WHAT IS NEEDED =>
Locate every line in the listing below that contains the word "teal", and copy each of those lines in full.

Object position labeling entries:
________________________

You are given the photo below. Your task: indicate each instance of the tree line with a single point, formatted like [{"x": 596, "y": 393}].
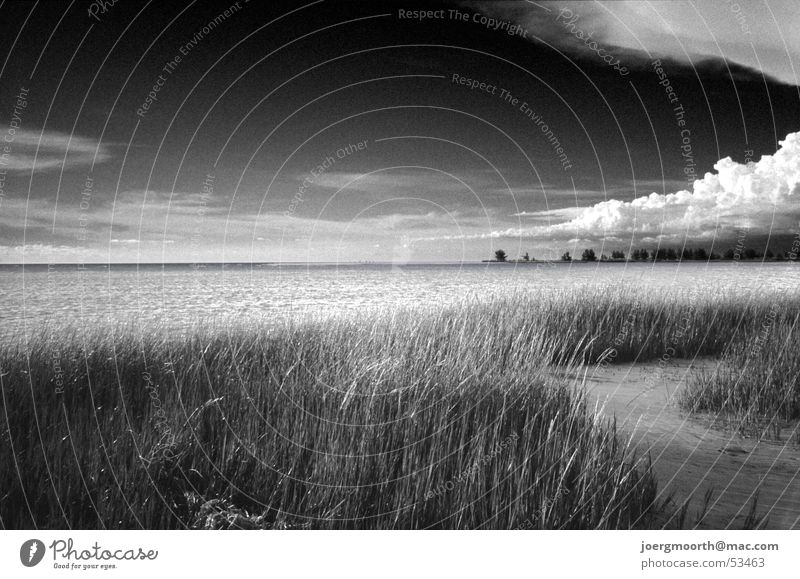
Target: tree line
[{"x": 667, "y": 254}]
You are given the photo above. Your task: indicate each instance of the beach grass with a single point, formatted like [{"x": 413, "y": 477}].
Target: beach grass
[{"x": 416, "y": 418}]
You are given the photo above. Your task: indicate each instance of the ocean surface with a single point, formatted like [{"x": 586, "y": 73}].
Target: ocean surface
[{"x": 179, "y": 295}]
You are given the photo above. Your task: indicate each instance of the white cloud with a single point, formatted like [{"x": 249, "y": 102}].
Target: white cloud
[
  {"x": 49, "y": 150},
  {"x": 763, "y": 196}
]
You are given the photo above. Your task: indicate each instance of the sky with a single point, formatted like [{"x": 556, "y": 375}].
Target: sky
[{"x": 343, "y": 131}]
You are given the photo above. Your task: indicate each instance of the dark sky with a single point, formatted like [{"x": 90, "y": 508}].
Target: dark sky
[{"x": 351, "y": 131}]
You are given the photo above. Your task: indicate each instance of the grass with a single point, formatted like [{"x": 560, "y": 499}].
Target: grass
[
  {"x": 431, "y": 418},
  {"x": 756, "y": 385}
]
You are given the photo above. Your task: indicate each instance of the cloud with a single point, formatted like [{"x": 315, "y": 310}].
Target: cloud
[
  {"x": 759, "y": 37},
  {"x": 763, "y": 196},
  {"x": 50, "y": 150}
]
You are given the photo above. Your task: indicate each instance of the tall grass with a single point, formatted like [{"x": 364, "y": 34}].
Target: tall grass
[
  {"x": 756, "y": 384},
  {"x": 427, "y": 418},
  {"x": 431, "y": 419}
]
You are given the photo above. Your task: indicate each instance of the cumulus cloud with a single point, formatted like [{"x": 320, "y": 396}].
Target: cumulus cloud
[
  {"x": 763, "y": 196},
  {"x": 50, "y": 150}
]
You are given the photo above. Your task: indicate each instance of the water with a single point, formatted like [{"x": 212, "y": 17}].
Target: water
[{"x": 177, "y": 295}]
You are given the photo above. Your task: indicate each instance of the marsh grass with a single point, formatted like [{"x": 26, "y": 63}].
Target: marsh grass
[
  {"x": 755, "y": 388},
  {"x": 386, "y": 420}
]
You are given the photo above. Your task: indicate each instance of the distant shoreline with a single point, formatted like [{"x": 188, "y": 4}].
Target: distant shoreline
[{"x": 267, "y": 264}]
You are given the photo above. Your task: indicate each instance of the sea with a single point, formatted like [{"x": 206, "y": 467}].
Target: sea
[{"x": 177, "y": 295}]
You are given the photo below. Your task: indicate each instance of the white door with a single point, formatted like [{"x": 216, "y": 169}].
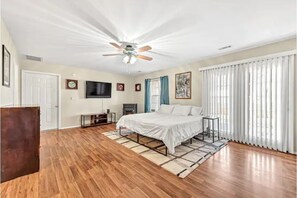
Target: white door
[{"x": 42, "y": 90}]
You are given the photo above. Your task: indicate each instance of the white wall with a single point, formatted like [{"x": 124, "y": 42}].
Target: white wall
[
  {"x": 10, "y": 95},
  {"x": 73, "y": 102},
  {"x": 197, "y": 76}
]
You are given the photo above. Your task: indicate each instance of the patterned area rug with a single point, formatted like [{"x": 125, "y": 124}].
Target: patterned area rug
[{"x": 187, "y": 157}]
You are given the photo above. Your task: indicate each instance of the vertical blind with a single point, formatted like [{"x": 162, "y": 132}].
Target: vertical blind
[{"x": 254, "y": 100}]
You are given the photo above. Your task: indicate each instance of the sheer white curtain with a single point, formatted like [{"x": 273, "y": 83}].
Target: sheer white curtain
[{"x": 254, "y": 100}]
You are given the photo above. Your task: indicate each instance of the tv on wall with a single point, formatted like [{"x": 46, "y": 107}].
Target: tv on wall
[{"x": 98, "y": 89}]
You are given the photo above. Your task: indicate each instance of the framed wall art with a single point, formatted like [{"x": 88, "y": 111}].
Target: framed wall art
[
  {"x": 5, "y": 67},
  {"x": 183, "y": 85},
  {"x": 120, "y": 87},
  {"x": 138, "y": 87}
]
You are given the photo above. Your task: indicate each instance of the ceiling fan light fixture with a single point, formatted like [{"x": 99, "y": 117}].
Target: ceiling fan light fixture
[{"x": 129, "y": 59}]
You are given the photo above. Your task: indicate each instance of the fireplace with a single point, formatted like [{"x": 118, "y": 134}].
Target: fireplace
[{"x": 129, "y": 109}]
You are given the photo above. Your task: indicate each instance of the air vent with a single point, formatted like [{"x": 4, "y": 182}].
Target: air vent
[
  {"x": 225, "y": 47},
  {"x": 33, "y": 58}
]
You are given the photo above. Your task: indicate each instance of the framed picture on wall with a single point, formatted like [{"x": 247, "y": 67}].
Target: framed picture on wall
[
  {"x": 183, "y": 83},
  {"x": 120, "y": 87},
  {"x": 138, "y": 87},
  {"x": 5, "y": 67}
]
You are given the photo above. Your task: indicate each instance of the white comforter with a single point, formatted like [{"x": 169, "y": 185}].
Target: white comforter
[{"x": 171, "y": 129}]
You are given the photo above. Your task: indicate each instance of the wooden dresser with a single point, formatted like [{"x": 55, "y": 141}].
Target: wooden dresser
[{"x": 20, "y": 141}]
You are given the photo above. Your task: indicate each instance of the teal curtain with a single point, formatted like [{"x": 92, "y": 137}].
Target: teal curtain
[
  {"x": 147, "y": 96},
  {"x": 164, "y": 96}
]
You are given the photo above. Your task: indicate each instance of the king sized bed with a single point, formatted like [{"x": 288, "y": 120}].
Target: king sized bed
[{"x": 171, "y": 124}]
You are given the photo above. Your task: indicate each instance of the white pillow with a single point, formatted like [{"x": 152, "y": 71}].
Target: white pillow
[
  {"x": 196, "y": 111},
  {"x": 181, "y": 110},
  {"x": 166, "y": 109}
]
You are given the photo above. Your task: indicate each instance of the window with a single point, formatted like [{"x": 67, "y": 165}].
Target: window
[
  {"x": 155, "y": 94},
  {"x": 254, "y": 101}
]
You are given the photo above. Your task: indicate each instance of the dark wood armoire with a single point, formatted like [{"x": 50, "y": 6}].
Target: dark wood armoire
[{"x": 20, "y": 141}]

________________________

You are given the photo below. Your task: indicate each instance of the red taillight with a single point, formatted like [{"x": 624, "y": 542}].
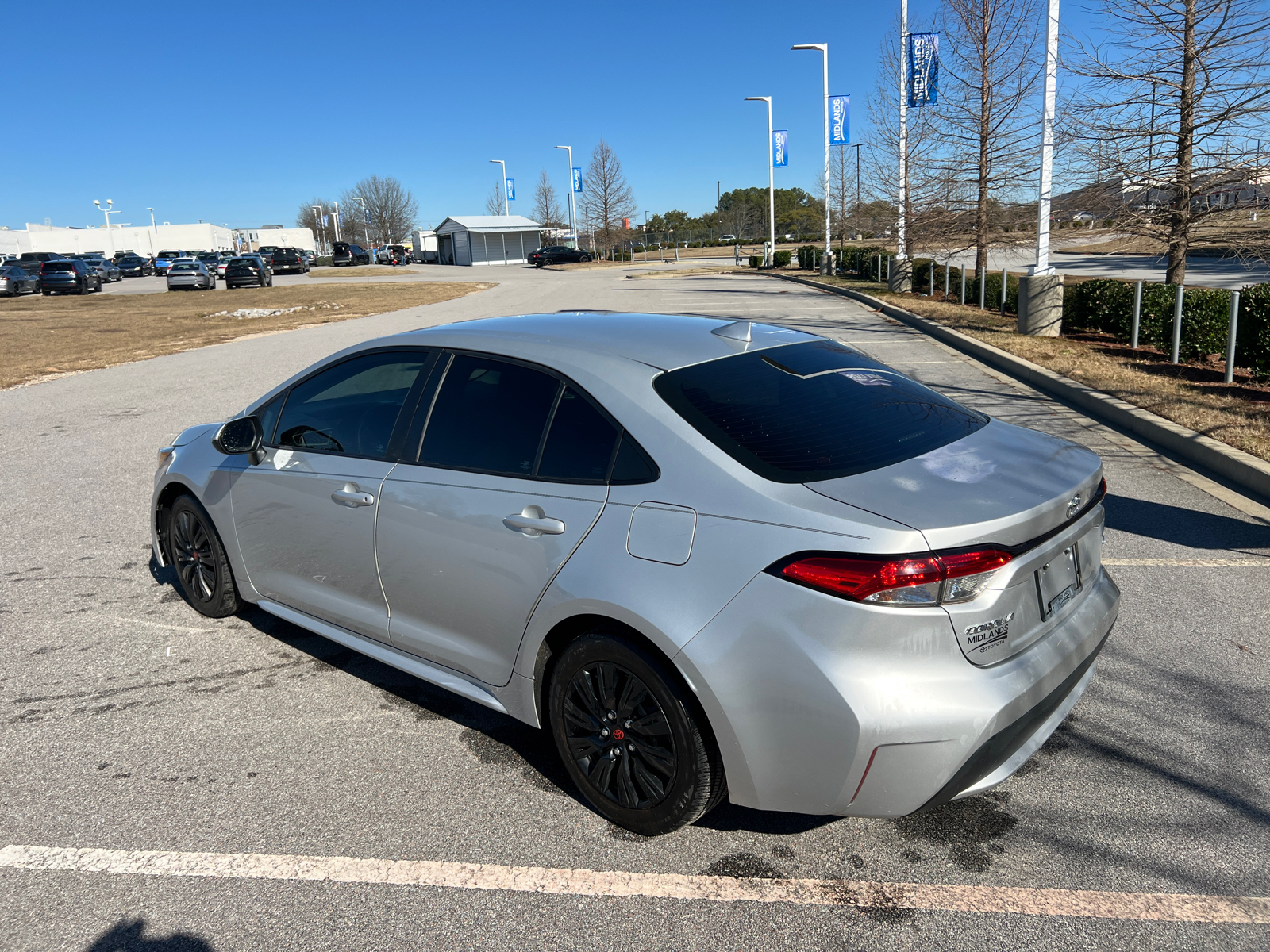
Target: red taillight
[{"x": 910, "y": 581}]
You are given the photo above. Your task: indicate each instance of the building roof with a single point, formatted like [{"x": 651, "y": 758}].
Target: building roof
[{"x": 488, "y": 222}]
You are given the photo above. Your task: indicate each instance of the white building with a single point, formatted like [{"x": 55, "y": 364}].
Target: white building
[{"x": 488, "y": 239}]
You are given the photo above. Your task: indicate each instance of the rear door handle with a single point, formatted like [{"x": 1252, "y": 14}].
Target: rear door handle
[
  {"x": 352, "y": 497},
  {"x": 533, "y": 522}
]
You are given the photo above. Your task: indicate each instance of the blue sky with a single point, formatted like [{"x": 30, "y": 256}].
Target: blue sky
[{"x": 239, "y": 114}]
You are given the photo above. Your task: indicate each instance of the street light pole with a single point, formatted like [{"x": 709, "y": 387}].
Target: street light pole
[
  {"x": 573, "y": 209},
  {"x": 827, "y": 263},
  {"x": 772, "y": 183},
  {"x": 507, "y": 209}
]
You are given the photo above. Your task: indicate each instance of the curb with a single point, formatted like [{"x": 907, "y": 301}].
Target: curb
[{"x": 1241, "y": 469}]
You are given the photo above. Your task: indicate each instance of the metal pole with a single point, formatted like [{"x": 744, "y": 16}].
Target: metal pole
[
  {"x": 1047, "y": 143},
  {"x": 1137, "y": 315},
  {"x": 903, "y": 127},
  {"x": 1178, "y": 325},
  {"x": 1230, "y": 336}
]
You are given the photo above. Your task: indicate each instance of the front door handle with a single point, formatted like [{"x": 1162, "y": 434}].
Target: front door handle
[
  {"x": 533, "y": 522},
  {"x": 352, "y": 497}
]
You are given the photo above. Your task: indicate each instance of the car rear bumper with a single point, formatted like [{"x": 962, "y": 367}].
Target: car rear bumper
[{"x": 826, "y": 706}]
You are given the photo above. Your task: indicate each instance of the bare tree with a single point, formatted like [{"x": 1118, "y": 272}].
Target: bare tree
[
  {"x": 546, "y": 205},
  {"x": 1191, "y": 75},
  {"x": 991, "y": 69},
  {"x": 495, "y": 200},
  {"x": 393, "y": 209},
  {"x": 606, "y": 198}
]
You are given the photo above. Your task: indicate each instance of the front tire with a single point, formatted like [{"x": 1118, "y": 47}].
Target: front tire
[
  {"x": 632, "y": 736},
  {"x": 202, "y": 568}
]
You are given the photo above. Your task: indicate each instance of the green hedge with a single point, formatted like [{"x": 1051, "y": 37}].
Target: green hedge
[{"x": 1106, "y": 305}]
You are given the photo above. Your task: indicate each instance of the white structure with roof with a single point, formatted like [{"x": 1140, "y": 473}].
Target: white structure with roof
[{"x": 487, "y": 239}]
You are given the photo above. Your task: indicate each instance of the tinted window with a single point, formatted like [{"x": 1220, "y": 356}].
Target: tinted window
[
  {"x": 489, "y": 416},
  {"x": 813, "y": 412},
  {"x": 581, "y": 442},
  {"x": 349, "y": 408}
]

________________________

SOLUTION TO THIS TASK =>
You are given the photo above. Your task: indicate each instance of the teal curtain with a single point, formatted like [{"x": 92, "y": 137}].
Target: teal curtain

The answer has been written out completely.